▸ **Exercise details**:
Without omitting anything, retype the data that follows.

▸ **Record set**:
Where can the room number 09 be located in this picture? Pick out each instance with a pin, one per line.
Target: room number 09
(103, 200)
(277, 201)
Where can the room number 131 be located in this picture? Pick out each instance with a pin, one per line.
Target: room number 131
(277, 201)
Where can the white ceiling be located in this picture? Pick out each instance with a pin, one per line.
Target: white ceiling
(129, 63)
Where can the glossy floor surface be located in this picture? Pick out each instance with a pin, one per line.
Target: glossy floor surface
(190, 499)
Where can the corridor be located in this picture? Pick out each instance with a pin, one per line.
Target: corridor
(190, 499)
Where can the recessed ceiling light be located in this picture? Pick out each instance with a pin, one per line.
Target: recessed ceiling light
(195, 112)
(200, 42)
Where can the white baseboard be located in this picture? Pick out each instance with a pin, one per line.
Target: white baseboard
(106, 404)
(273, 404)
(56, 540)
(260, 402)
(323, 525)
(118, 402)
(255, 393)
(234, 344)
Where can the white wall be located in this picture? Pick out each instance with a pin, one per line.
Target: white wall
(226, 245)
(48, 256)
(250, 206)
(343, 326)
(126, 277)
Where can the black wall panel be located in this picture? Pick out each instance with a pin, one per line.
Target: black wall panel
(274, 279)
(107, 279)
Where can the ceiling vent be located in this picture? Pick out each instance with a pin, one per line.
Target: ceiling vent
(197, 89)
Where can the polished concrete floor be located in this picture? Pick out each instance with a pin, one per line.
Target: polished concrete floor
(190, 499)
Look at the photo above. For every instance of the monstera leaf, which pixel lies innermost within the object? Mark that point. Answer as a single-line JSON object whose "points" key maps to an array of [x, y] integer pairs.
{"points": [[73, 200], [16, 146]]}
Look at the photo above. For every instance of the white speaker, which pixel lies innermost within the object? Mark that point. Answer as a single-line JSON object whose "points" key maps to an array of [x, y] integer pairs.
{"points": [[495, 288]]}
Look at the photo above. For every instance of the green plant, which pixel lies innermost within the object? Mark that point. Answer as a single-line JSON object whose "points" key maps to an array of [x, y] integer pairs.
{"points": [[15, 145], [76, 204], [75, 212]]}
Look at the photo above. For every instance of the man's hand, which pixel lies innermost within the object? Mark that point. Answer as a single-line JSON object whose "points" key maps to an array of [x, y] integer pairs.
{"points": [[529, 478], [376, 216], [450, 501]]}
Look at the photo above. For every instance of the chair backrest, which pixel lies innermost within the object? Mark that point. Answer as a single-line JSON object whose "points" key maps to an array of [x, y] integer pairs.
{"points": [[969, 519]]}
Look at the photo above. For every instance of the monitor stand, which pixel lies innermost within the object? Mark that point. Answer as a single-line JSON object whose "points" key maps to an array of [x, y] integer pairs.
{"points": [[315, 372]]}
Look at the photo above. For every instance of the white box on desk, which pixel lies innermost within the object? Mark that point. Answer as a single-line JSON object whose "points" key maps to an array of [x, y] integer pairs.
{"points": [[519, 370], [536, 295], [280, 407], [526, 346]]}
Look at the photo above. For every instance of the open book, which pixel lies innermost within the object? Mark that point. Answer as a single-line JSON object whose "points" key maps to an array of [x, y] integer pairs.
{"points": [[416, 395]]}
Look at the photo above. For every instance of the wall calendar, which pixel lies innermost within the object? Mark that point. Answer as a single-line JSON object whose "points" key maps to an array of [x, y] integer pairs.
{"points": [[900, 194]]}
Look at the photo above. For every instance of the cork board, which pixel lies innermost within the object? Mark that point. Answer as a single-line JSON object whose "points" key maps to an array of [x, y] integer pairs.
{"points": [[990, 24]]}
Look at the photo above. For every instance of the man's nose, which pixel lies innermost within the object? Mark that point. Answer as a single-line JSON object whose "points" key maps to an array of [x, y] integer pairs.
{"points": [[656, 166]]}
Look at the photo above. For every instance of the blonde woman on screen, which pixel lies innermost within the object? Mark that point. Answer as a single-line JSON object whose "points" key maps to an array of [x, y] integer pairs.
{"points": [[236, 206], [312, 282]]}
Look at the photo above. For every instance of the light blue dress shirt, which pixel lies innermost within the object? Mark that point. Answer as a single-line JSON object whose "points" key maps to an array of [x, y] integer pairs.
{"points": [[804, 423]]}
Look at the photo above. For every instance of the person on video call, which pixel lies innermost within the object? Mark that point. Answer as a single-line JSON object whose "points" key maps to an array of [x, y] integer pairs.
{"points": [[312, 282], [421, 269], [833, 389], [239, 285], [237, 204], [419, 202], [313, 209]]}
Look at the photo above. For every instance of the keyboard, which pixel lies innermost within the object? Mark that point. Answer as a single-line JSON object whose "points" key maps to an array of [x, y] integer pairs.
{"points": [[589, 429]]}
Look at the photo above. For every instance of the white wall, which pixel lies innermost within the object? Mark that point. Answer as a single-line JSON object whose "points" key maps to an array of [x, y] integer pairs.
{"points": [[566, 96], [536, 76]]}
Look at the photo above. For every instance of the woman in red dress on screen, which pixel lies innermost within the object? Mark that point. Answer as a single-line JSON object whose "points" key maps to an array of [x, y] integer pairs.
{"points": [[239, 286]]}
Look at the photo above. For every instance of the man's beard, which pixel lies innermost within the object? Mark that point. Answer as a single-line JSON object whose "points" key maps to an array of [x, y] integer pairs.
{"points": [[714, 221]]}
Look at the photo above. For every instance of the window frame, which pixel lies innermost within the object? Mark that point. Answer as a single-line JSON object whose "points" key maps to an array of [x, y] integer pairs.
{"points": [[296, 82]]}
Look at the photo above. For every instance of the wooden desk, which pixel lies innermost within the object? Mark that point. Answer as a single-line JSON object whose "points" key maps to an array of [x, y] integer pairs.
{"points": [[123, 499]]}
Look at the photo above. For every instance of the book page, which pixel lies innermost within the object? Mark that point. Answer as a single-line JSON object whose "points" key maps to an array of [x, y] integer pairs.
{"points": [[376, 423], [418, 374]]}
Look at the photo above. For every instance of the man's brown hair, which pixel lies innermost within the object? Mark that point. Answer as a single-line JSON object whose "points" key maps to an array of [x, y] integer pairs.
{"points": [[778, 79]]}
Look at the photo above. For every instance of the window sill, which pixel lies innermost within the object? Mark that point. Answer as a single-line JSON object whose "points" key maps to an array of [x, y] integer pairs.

▸ **Task solution**:
Where can the room number 09 be located in this picture? Pick out each instance with a pin, one per line.
Target: room number 09
(103, 200)
(277, 201)
Where can the room number 131 be located in this picture? Pick out each instance with a pin, one per line.
Target: room number 131
(277, 201)
Where can the white ceiling be located in this picture? Pick out each instance with a pin, one per line.
Target: white ceiling
(129, 63)
Where can the glossy floor surface be located in this picture? Pick out each instance with a pin, one per line.
Target: glossy floor surface
(190, 499)
Where can the corridor be located in this picture? Pick out each instance with a pin, one per line.
Target: corridor
(190, 499)
Where can the recessed ceiling light be located in this picture? Pick out each instance with a pin, one per line.
Target: recessed ceiling light
(195, 112)
(200, 42)
Where can the white baseboard be located in this picture? Pick out each instance with a pin, one per line.
Target: white baseboard
(106, 404)
(273, 404)
(56, 540)
(260, 402)
(323, 525)
(118, 402)
(255, 393)
(234, 344)
Where can the white wall be located in this picture? Pick out each instance with a pin, one per line.
Target: white wall
(226, 245)
(48, 256)
(250, 206)
(343, 326)
(126, 277)
Where can the black wall panel be located in this picture? Pick out each instance with a pin, one per line.
Target: black wall panel
(274, 279)
(107, 279)
Where can the ceiling vent be located in this picture? Pick out each instance with a pin, one per line.
Target: ceiling vent
(197, 89)
Where can the polished concrete floor be located in this picture? Pick out each instance with a pin, one per line.
Target: polished concrete floor
(190, 499)
Look at the photo above. For every instance of the monstera leaf, which pixel lies innermost within the object? Mark that point. Answer as a single-line JSON object whose "points" key maps to an array of [x, y] integer pairs.
{"points": [[73, 200], [16, 146]]}
Look at the photo above. For every instance of the white speaker, which pixel lies innermost within the object? Mark that point. Answer as a single-line JSON object whose "points" key maps to an array of [x, y] integer pairs.
{"points": [[495, 288]]}
Look at the photo above. For every instance of the green plant, which pixel lies innermost within the object? Mark that point. Answer as a single-line JSON object whose "points" key maps to an array of [x, y] integer pairs.
{"points": [[15, 145], [76, 204], [75, 212]]}
Look at the photo above. For every instance of the man's hand, which pixel lies innermost within the object? Mark that point. Answer as a single-line JSON object whose "points" key maps to an array of [x, y] integer pairs.
{"points": [[529, 478], [376, 216], [450, 501]]}
Look at the photo above. For every instance of the chair backrest, which pixel lies innermost within the object? Mark that point. Answer as a single-line JSON object whose "points" key maps to an array of [x, y] integer pairs.
{"points": [[969, 519]]}
Look at the photo above. For every instance of the monitor stand, which pixel lies innermost within the object? Mark that point. Answer as a single-line JSON object whose "points" key maps to an array of [x, y] integer pairs.
{"points": [[315, 372]]}
Look at the photo above. For every instance of the white box on desk, which pixel lies innermost within the object? Mark that point. Answer as a single-line JSON object whose "points" key maps to an array of [x, y] integer pairs.
{"points": [[519, 370], [536, 295], [280, 407], [526, 346]]}
Look at the photo above. For every instance of the open book, which pixel lies innermost within the object? Mark that point. Answer as a single-line JSON object whose "points" key maps to an array of [x, y] integer pairs.
{"points": [[416, 395]]}
Look at the photo above. For every instance of the wall calendar, which pixel lies innermost within the object? Mark that point. Answer as a single-line JSON object whose "points" key maps to an array of [x, y] integer pairs.
{"points": [[900, 194]]}
Look at the photo above. For every instance of the cork board, which pixel lies innermost within the object? Mark that point. Answer as a single-line JSON object whose "points" key maps to an array of [x, y] integer pairs.
{"points": [[990, 24]]}
Look at the photo above. For every instance of the man's nose, which pixel lies innermost within the object? Mark that point. Answer as a single-line JSON object whose "points" key maps to an array of [x, y] integer pairs.
{"points": [[656, 166]]}
Look at the photo above. For every instance of the blonde woman on screen, which pixel lies innermost within the object? Mark that point. Answer as a single-line JSON object whose "points" key maps to an array of [x, y] integer pairs.
{"points": [[236, 206], [312, 282]]}
Look at the photo above. For every instance of the light blue dress shirt, which pixel lies innermost within the object? Mark that point. Answer as a single-line JSON object whose "points" key maps to an array of [x, y] integer pairs.
{"points": [[804, 423]]}
Look at the photo above. For every instance of the person on video call, which pixel lies innermost within the object? Mark that point. Answer as a single-line JSON object whose "points" key maps to an array of [x, y] integer pairs.
{"points": [[312, 282], [421, 269], [833, 389], [239, 285], [237, 204], [419, 202], [313, 209]]}
Look at the photo above. For every instance of the keyboard, which pixel lies innermost within the object? Mark that point. Answer as a single-line JSON object whose "points" key maps to an array of [x, y] integer pairs.
{"points": [[589, 429]]}
Look at the photo above. For every instance of the white wall, which pixel lies innermost within the object? Mark that point. Answer as a single-line JSON object whose "points" key maps to an array of [x, y] integer pairs.
{"points": [[566, 96], [536, 76]]}
Look at the photo above. For every instance of the woman in red dress on screen, which pixel lies innermost within the object? Mark that point. Answer as a single-line JSON object whose "points" key maps to an array of [x, y] integer pairs.
{"points": [[239, 286]]}
Look at the photo above. For every instance of the man's beard, which pixel lies innermost within the object? Mark that point. Answer as a single-line JSON object whose "points" key maps to an array of [x, y] integer pairs.
{"points": [[714, 221]]}
Look at the photo above. For every instance of the window frame, which pixel lies innermost within the object? Mark that point. Answer as a single-line JSON object whose "points" key maps to an array of [x, y] integer pairs.
{"points": [[296, 82]]}
Look at the photo above. For every instance of the wooden desk, which pixel lies innermost within the object? Mark that point. Answer as a single-line JSON object whose "points" key maps to an array of [x, y] integer pairs.
{"points": [[123, 499]]}
Look at the photo above. For every instance of the book page, which pixel lies innermost within the object? Mark that point. Answer as a single-line JSON object whose "points" key maps to an array of [x, y] integer pairs.
{"points": [[376, 423], [418, 374]]}
Look at the photo above. For every instance of the man's brown hair, which pixel lies innermost within the object? Mark that point. Answer as a single-line JSON object whose "points" key maps to an array of [x, y] integer pairs.
{"points": [[778, 79]]}
Look at the photo above. For every instance of the window sill, which pixel lies innermost within the object? Mark that point. Answer as a single-line JSON object whose "points" key maps to an array of [x, y] integer pairs.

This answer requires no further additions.